%%

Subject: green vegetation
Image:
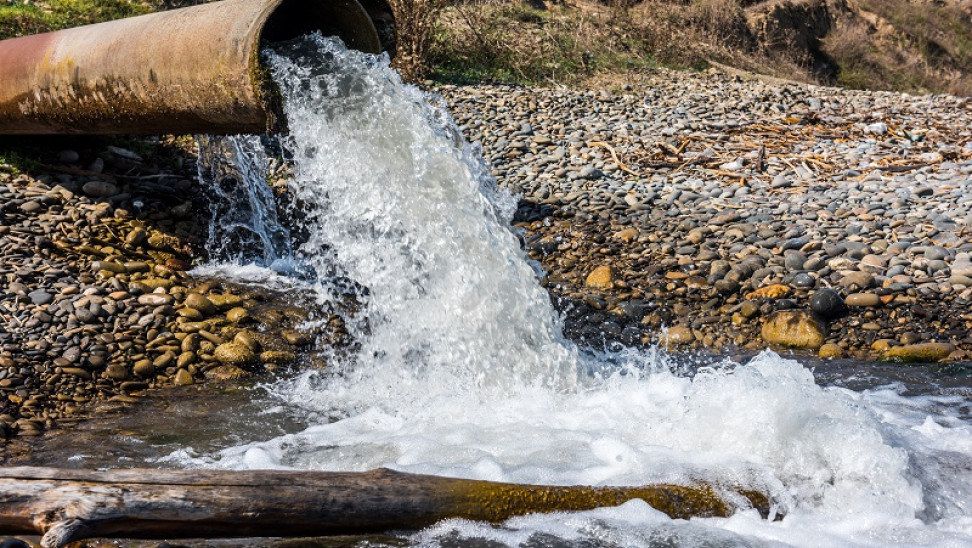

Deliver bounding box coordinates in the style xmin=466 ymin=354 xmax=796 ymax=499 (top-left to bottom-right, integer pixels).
xmin=0 ymin=0 xmax=153 ymax=39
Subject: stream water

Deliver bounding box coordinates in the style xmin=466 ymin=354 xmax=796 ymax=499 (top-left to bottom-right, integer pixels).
xmin=52 ymin=35 xmax=972 ymax=547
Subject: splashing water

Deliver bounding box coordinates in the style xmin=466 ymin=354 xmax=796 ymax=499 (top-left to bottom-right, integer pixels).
xmin=182 ymin=35 xmax=972 ymax=547
xmin=196 ymin=134 xmax=294 ymax=270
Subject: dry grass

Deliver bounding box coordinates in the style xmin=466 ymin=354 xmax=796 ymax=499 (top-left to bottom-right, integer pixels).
xmin=388 ymin=0 xmax=445 ymax=82
xmin=429 ymin=0 xmax=717 ymax=86
xmin=427 ymin=0 xmax=972 ymax=96
xmin=427 ymin=0 xmax=820 ymax=87
xmin=824 ymin=0 xmax=972 ymax=95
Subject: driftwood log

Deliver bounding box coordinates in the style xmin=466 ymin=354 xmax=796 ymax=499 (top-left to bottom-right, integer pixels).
xmin=0 ymin=467 xmax=775 ymax=547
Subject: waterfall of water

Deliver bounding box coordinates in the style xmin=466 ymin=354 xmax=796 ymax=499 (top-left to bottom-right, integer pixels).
xmin=177 ymin=34 xmax=972 ymax=548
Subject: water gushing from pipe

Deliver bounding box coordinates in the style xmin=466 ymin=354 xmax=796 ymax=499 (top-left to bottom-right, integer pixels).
xmin=182 ymin=34 xmax=972 ymax=548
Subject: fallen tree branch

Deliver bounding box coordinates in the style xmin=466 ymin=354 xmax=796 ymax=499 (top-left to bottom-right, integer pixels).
xmin=0 ymin=467 xmax=776 ymax=547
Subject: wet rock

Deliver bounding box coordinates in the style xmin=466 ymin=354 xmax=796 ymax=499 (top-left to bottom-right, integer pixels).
xmin=760 ymin=310 xmax=828 ymax=349
xmin=882 ymin=343 xmax=955 ymax=363
xmin=209 ymin=293 xmax=244 ymax=310
xmin=105 ymin=364 xmax=129 ymax=381
xmin=225 ymin=307 xmax=250 ymax=323
xmin=184 ymin=293 xmax=216 ymax=316
xmin=233 ymin=330 xmax=260 ymax=352
xmin=818 ymin=343 xmax=844 ymax=358
xmin=205 ymin=365 xmax=251 ymax=381
xmin=132 ymin=359 xmax=155 ymax=378
xmin=173 ymin=369 xmax=194 ymax=386
xmin=663 ymin=326 xmax=695 ymax=346
xmin=282 ymin=329 xmax=312 ymax=346
xmin=260 ymin=350 xmax=296 ymax=365
xmin=585 ymin=265 xmax=616 ymax=289
xmin=213 ymin=342 xmax=256 ymax=366
xmin=126 ymin=227 xmax=148 ymax=247
xmin=810 ymin=288 xmax=847 ymax=320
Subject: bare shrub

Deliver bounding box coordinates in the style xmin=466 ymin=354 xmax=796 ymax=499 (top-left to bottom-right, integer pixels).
xmin=388 ymin=0 xmax=444 ymax=82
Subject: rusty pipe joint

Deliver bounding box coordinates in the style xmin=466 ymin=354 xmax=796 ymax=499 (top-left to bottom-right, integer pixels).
xmin=0 ymin=0 xmax=396 ymax=135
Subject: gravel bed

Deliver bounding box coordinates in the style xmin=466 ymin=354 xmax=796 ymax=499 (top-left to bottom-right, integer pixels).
xmin=0 ymin=141 xmax=346 ymax=448
xmin=440 ymin=68 xmax=972 ymax=362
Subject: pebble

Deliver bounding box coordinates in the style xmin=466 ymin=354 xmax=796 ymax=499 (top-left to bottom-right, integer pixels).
xmin=810 ymin=289 xmax=847 ymax=320
xmin=845 ymin=293 xmax=881 ymax=307
xmin=441 ymin=70 xmax=972 ymax=361
xmin=585 ymin=265 xmax=615 ymax=289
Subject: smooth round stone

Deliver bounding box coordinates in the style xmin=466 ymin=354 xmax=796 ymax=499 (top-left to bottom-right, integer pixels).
xmin=818 ymin=343 xmax=844 ymax=359
xmin=900 ymin=332 xmax=921 ymax=345
xmin=174 ymin=369 xmax=194 ymax=386
xmin=137 ymin=293 xmax=174 ymax=306
xmin=839 ymin=271 xmax=874 ymax=289
xmin=27 ymin=289 xmax=53 ymax=306
xmin=82 ymin=180 xmax=120 ymax=198
xmin=811 ymin=288 xmax=848 ymax=319
xmin=784 ymin=252 xmax=807 ymax=271
xmin=860 ymin=254 xmax=887 ymax=271
xmin=924 ymin=246 xmax=949 ymax=261
xmin=184 ymin=293 xmax=217 ymax=316
xmin=845 ymin=293 xmax=882 ymax=307
xmin=104 ymin=364 xmax=129 ymax=381
xmin=739 ymin=300 xmax=760 ymax=318
xmin=926 ymin=260 xmax=948 ymax=274
xmin=57 ymin=149 xmax=80 ymax=164
xmin=132 ymin=359 xmax=155 ymax=379
xmin=803 ymin=257 xmax=826 ymax=271
xmin=791 ymin=272 xmax=816 ymax=289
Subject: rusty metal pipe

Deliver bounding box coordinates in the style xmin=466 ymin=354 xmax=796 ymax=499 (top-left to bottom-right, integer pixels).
xmin=0 ymin=0 xmax=396 ymax=135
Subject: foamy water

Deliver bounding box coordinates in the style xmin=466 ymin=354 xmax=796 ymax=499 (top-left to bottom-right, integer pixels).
xmin=183 ymin=35 xmax=972 ymax=547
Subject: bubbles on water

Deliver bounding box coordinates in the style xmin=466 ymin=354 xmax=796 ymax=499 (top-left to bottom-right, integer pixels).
xmin=182 ymin=34 xmax=972 ymax=548
xmin=261 ymin=33 xmax=582 ymax=411
xmin=196 ymin=134 xmax=293 ymax=265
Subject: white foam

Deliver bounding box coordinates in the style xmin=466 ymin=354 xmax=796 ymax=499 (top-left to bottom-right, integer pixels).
xmin=173 ymin=36 xmax=972 ymax=548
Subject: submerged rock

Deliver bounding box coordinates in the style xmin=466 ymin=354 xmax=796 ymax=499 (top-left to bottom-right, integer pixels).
xmin=213 ymin=342 xmax=256 ymax=366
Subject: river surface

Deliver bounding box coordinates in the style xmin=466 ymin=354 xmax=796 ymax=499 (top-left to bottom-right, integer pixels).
xmin=29 ymin=35 xmax=972 ymax=547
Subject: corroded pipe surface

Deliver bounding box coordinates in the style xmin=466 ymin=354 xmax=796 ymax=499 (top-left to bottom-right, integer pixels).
xmin=0 ymin=0 xmax=395 ymax=135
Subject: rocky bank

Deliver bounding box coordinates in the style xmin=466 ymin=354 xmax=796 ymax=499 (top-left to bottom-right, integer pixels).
xmin=2 ymin=67 xmax=971 ymax=452
xmin=440 ymin=67 xmax=972 ymax=362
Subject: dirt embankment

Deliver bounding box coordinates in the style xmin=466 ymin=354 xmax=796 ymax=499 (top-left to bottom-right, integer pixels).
xmin=742 ymin=0 xmax=972 ymax=95
xmin=429 ymin=0 xmax=972 ymax=95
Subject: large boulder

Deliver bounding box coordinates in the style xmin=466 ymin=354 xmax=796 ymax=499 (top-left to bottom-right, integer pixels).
xmin=760 ymin=310 xmax=828 ymax=349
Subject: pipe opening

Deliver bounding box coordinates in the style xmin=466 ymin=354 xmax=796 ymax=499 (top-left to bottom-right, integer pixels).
xmin=260 ymin=0 xmax=382 ymax=54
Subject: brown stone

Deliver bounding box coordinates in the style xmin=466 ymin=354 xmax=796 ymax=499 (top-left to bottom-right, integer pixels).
xmin=585 ymin=266 xmax=616 ymax=289
xmin=746 ymin=284 xmax=791 ymax=300
xmin=760 ymin=311 xmax=827 ymax=349
xmin=883 ymin=343 xmax=955 ymax=363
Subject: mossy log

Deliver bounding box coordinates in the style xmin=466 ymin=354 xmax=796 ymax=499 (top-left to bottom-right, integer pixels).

%%

Print the data above exactly, from its first line to the line bearing "Subject: splashing water" inclusive, and keep pictures out of the result.

Subject: green vegetation
Image:

Deliver bounding box coordinates in the style xmin=466 ymin=354 xmax=796 ymax=499 (top-left to bottom-right, integer pixels).
xmin=0 ymin=0 xmax=153 ymax=39
Subject: stream water

Deliver bounding box coordinates in the style xmin=466 ymin=354 xmax=796 ymax=499 (top-left to bottom-right, integer pixels).
xmin=52 ymin=35 xmax=972 ymax=547
Subject: splashing water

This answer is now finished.